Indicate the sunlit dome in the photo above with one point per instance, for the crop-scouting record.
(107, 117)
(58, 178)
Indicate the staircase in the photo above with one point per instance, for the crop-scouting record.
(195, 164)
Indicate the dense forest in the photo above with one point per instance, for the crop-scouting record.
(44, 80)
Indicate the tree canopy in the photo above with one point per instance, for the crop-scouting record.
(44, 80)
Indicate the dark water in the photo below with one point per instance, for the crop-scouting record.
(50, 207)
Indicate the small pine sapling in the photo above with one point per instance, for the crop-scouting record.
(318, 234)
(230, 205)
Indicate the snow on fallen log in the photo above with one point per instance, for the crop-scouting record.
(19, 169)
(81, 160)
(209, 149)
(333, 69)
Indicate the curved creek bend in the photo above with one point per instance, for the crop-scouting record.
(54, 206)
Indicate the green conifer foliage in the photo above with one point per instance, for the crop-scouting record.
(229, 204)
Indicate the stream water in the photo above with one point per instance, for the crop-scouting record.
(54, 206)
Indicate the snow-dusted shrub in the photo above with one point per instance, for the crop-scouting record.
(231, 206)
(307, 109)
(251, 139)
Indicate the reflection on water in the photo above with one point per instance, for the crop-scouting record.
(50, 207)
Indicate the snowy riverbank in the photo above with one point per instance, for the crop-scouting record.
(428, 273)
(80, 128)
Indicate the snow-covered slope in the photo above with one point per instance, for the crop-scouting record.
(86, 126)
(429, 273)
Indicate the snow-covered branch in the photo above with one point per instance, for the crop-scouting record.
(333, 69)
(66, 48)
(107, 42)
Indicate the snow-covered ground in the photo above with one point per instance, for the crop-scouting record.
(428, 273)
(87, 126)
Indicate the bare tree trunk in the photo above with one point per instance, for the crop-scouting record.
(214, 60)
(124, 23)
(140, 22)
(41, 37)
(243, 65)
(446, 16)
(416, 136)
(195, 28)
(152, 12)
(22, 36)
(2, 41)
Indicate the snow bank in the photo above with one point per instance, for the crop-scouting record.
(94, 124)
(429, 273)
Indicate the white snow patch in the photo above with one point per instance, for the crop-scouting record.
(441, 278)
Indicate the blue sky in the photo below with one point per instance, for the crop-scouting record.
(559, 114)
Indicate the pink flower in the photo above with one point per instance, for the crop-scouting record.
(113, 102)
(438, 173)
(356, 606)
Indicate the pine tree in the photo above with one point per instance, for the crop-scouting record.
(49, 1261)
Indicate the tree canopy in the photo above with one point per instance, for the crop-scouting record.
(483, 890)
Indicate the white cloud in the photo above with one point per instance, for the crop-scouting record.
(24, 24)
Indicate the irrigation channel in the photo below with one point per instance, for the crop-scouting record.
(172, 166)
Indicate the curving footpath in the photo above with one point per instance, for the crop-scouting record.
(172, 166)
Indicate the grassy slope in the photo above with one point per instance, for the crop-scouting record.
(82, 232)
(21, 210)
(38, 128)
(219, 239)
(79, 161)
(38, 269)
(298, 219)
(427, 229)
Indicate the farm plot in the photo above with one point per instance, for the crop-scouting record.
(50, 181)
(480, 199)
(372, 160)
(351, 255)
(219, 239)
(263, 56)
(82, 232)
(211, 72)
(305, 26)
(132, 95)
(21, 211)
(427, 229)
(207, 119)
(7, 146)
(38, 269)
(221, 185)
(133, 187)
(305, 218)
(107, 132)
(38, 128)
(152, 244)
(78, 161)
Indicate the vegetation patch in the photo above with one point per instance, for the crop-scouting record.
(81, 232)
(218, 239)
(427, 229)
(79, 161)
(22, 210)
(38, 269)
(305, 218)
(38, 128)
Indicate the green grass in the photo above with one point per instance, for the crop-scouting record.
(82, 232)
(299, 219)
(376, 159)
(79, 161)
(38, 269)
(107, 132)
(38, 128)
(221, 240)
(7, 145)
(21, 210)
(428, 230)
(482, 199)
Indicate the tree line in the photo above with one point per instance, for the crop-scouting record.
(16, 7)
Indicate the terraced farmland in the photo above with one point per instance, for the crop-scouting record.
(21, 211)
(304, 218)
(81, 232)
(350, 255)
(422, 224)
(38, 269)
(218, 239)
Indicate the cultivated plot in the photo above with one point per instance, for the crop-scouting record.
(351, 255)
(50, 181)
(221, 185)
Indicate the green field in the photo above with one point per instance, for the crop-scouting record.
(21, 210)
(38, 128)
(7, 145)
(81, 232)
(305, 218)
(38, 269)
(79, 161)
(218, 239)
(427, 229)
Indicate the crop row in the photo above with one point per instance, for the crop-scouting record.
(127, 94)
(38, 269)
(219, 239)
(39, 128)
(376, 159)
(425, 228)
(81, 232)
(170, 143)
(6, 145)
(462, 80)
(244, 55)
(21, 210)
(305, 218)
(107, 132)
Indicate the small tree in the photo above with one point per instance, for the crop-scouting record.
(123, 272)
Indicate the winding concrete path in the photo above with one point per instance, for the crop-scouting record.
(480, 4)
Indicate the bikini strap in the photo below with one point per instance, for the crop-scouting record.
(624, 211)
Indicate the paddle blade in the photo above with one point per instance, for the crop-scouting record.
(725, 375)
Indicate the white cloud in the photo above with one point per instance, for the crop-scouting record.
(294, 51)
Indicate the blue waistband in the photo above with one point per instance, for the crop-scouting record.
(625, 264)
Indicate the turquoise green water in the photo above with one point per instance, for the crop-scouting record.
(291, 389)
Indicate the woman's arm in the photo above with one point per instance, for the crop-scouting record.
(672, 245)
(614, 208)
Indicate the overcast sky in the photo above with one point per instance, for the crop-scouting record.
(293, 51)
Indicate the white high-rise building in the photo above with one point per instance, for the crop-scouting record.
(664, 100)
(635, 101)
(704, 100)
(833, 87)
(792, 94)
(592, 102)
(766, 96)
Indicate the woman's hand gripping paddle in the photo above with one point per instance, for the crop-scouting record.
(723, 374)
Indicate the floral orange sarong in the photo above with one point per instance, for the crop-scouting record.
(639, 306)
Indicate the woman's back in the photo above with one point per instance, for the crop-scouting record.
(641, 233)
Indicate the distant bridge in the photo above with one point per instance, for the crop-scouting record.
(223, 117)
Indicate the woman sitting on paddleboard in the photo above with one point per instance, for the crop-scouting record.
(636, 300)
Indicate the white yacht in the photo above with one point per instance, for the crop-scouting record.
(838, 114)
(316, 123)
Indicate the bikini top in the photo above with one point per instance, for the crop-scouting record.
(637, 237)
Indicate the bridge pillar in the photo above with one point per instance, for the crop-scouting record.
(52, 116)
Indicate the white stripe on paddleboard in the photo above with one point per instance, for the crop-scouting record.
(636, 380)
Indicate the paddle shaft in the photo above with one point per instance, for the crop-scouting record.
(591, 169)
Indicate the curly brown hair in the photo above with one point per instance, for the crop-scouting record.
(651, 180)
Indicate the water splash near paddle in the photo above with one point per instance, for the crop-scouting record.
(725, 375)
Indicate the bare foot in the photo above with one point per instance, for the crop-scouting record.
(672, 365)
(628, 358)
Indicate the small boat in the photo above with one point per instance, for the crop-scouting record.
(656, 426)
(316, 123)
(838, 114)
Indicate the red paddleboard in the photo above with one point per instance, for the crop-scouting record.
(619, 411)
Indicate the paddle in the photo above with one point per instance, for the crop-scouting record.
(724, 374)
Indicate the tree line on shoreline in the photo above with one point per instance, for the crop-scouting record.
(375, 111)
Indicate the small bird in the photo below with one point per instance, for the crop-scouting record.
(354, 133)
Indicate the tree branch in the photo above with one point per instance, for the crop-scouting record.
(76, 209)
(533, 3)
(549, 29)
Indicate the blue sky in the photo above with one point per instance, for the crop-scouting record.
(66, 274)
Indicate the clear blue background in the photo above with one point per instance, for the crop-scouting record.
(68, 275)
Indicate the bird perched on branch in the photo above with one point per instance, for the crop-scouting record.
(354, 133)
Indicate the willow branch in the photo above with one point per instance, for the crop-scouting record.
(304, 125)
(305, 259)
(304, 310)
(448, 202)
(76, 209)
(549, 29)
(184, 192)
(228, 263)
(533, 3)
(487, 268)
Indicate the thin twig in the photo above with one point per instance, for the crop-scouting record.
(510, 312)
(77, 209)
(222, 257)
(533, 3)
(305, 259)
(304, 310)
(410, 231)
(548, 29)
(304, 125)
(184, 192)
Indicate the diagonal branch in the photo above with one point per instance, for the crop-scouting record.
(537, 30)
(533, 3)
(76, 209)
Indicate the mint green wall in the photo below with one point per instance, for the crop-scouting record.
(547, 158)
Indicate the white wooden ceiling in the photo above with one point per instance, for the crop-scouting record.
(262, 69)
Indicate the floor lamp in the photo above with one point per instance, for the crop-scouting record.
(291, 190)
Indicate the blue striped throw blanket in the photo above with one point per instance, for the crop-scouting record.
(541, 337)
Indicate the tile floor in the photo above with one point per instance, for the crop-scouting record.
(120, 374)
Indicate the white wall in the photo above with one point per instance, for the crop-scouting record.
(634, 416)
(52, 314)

**********

§ **Prompt**
Rewrite every line of the records above, from the line containing "Indicate the blue striped" through the end of the records, keeping the requests unchanged and adding 16 to each number in the answer coordinates.

§ **Correct output**
Indicate the blue striped throw blanket in the photo above with one point per instance, for the crop-scouting record.
(557, 353)
Indicate the tile floor in the photo above with one point per instance, for the crop-scouting record.
(136, 390)
Indicate the white wall in the photo above with one point per instance, for the crop-scouting record.
(650, 432)
(68, 330)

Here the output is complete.